_THE TASK_.
Make an exact copy of the entries below and leave any picture out of it.

_ENTRIES SHOWN_.
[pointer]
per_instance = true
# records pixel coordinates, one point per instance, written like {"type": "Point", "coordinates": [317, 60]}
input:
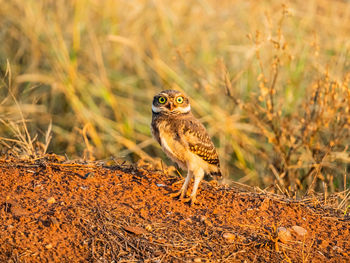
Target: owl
{"type": "Point", "coordinates": [184, 140]}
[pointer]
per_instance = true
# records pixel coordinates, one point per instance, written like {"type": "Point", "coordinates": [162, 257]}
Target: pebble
{"type": "Point", "coordinates": [229, 236]}
{"type": "Point", "coordinates": [48, 246]}
{"type": "Point", "coordinates": [51, 200]}
{"type": "Point", "coordinates": [299, 230]}
{"type": "Point", "coordinates": [284, 234]}
{"type": "Point", "coordinates": [149, 228]}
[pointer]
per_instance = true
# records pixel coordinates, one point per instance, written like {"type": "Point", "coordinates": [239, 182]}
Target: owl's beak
{"type": "Point", "coordinates": [170, 106]}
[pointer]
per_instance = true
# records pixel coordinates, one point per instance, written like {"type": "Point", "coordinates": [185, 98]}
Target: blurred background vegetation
{"type": "Point", "coordinates": [269, 81]}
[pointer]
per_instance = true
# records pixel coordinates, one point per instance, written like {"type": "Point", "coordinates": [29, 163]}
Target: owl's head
{"type": "Point", "coordinates": [170, 102]}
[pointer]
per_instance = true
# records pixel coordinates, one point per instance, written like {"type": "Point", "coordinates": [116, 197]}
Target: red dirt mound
{"type": "Point", "coordinates": [66, 212]}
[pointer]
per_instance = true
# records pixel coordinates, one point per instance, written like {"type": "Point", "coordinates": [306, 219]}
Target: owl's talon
{"type": "Point", "coordinates": [190, 200]}
{"type": "Point", "coordinates": [176, 194]}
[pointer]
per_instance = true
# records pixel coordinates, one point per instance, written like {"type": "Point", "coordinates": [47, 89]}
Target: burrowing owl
{"type": "Point", "coordinates": [184, 139]}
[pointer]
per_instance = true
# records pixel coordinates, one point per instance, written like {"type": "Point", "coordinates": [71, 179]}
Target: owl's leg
{"type": "Point", "coordinates": [181, 194]}
{"type": "Point", "coordinates": [198, 176]}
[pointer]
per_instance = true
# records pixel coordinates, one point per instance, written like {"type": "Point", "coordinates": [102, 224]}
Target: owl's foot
{"type": "Point", "coordinates": [191, 200]}
{"type": "Point", "coordinates": [180, 194]}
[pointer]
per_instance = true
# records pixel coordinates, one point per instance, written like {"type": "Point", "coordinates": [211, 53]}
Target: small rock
{"type": "Point", "coordinates": [284, 234]}
{"type": "Point", "coordinates": [229, 236]}
{"type": "Point", "coordinates": [135, 230]}
{"type": "Point", "coordinates": [51, 200]}
{"type": "Point", "coordinates": [149, 228]}
{"type": "Point", "coordinates": [48, 246]}
{"type": "Point", "coordinates": [299, 230]}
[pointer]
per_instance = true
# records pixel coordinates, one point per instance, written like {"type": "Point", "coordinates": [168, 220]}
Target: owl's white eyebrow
{"type": "Point", "coordinates": [183, 110]}
{"type": "Point", "coordinates": [156, 109]}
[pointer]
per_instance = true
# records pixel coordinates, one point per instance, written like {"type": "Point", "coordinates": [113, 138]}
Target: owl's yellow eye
{"type": "Point", "coordinates": [162, 100]}
{"type": "Point", "coordinates": [179, 100]}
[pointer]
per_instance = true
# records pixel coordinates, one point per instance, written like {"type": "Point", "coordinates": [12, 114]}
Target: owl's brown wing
{"type": "Point", "coordinates": [199, 141]}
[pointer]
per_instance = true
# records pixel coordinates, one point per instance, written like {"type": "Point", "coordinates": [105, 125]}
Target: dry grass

_EXERCISE SOLUTION_.
[pointer]
per_instance = true
# records pixel coordinates, one point per instance, written like {"type": "Point", "coordinates": [317, 60]}
input:
Target: owl
{"type": "Point", "coordinates": [184, 140]}
[pointer]
per_instance = true
# records pixel coordinates, one point per instance, written like {"type": "Point", "coordinates": [162, 257]}
Target: pebble
{"type": "Point", "coordinates": [229, 236]}
{"type": "Point", "coordinates": [48, 246]}
{"type": "Point", "coordinates": [51, 200]}
{"type": "Point", "coordinates": [299, 230]}
{"type": "Point", "coordinates": [284, 234]}
{"type": "Point", "coordinates": [149, 228]}
[pointer]
per_instance = true
# records pixel coordinates, one point per instance, written like {"type": "Point", "coordinates": [239, 182]}
Target: owl's beak
{"type": "Point", "coordinates": [170, 106]}
[pointer]
per_instance = true
# records pixel coordinates, one point per instance, written like {"type": "Point", "coordinates": [185, 98]}
Target: blurred background vegetation
{"type": "Point", "coordinates": [269, 81]}
[pointer]
per_instance = true
# records pixel coordinates, one point per instance, written like {"type": "Point", "coordinates": [29, 163]}
Target: owl's head
{"type": "Point", "coordinates": [170, 102]}
[pointer]
per_instance = true
# records pixel coordinates, one point per instance, written like {"type": "Point", "coordinates": [116, 197]}
Target: red dirt mound
{"type": "Point", "coordinates": [66, 212]}
[pointer]
per_instance = true
# records pixel coordinates, one point per instance, written like {"type": "Point", "coordinates": [306, 219]}
Target: owl's talon
{"type": "Point", "coordinates": [190, 200]}
{"type": "Point", "coordinates": [176, 194]}
[pointer]
per_instance = true
# records pixel coordinates, one point per instance, written like {"type": "Point", "coordinates": [47, 89]}
Target: burrowing owl
{"type": "Point", "coordinates": [184, 139]}
[pointer]
per_instance = true
# records pixel coordinates, one point per instance, written like {"type": "Point", "coordinates": [71, 179]}
Target: owl's leg
{"type": "Point", "coordinates": [181, 194]}
{"type": "Point", "coordinates": [198, 176]}
[pointer]
per_instance = true
# records pixel coordinates, one point per instance, written like {"type": "Point", "coordinates": [102, 224]}
Target: owl's foot
{"type": "Point", "coordinates": [191, 200]}
{"type": "Point", "coordinates": [180, 194]}
[pointer]
per_instance = true
# records pixel coordinates, one point per instance, written like {"type": "Point", "coordinates": [211, 53]}
Target: small rock
{"type": "Point", "coordinates": [284, 234]}
{"type": "Point", "coordinates": [229, 236]}
{"type": "Point", "coordinates": [135, 230]}
{"type": "Point", "coordinates": [51, 200]}
{"type": "Point", "coordinates": [149, 228]}
{"type": "Point", "coordinates": [48, 246]}
{"type": "Point", "coordinates": [299, 230]}
[pointer]
per_instance = true
# records pixel coordinates, one point per instance, written like {"type": "Point", "coordinates": [168, 220]}
Target: owl's white eyebrow
{"type": "Point", "coordinates": [183, 110]}
{"type": "Point", "coordinates": [156, 109]}
[pointer]
per_instance = true
# records pixel coordinates, one point per instance, written like {"type": "Point", "coordinates": [113, 138]}
Target: owl's yellow eye
{"type": "Point", "coordinates": [162, 100]}
{"type": "Point", "coordinates": [179, 100]}
[pointer]
per_instance = true
# records pixel coordinates, one point per instance, written like {"type": "Point", "coordinates": [12, 114]}
Target: owl's brown wing
{"type": "Point", "coordinates": [199, 141]}
[pointer]
per_instance = true
# records pixel coordinates, one point per instance, written like {"type": "Point", "coordinates": [105, 125]}
Target: dry grass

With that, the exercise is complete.